_Problema breve A_
¿Puedes anotar, tal cual aparece en el fragmento sobre hermenéutica, el pasaje que va desde "La tesis general" hasta "autoconocimiento del hombre.", ambos incluidos?

_Fragmento extraído_
^^^^^^^^
La tesis general de Dilthey fue, en conclusión, la siguiente: si en las ciencias de la naturaleza opera el modelo “sujeto → objeto” (y, por ello, un método explicativo), en las ciencias del espíritu actúa el modelo “sujeto → sujeto”; es decir, en las ciencias del espíritu, gracias a ellas, el espíritu (humano) se conoce a sí mismo. Las ciencias del espíritu contienen, por lo tanto, el autoconocimiento del hombre.
Los planteamientos de este autor han quedado en el siglo XX ampliamente desfasados, aun así, suele reconocerse y alabarse su coraje a la hora de defender la dignidad de las ciencias sociales o culturales.
3.3 La ontología de la comprensión
El propósito central de Gadamer ha sido elevar la “hermenéutica” -lo que fue inicialmente el arte de la interpretación de textos canónicos, etc.- al rango de una “ontología” (en una acepción de este término cercana a la propuesta por Heidegger, maestro de Gadamer). Sostiene Gadamer que la filosofía se encarga de elaborar una “ontología de la comprensión”; en ella que se pregunta por el ser de la comprensión y por la comprensión del ser (en esta filosofía, por cierto, el lenguaje ocupa un lugar básico pues se pone el acento en el carácter “lingüístico” de la comprensión: se comprende algo desde el lenguaje y se comprende también, a la vez, el propio lenguaje en el que los fenómenos del mundo son dichos, son hablados o son escritos).
^^^^^^^^
_Material de trabajo_

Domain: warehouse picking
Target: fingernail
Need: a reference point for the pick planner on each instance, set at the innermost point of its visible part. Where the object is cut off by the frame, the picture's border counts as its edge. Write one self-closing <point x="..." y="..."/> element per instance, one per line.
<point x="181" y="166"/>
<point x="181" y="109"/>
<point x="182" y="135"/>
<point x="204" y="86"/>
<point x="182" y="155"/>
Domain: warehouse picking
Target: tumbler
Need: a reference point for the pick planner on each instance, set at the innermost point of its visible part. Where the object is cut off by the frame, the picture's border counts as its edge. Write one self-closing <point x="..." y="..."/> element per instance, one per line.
^^^^^^^^
_Problema breve B_
¿Puedes extraer el listado completo de arriba y reproducir cada una de sus líneas sin ningún cambio?

_Salida completa A_
La tesis general de Dilthey fue, en conclusión, la siguiente: si en las ciencias de la naturaleza opera el modelo “sujeto → objeto” (y, por ello, un método explicativo), en las ciencias del espíritu actúa el modelo “sujeto → sujeto”; es decir, en las ciencias del espíritu, gracias a ellas, el espíritu (humano) se conoce a sí mismo. Las ciencias del espíritu contienen, por lo tanto, el autoconocimiento del hombre.

_Salida completa B_
Domain: warehouse picking
Target: fingernail
Need: a reference point for the pick planner on each instance, set at the innermost point of its visible part. Where the object is cut off by the frame, the picture's border counts as its edge. Write one self-closing <point x="..." y="..."/> element per instance, one per line.
<point x="181" y="166"/>
<point x="181" y="109"/>
<point x="182" y="135"/>
<point x="204" y="86"/>
<point x="182" y="155"/>
Domain: warehouse picking
Target: tumbler
Need: a reference point for the pick planner on each instance, set at the innermost point of its visible part. Where the object is cut off by the frame, the picture's border counts as its edge. Write one self-closing <point x="..." y="..."/> element per instance, one per line.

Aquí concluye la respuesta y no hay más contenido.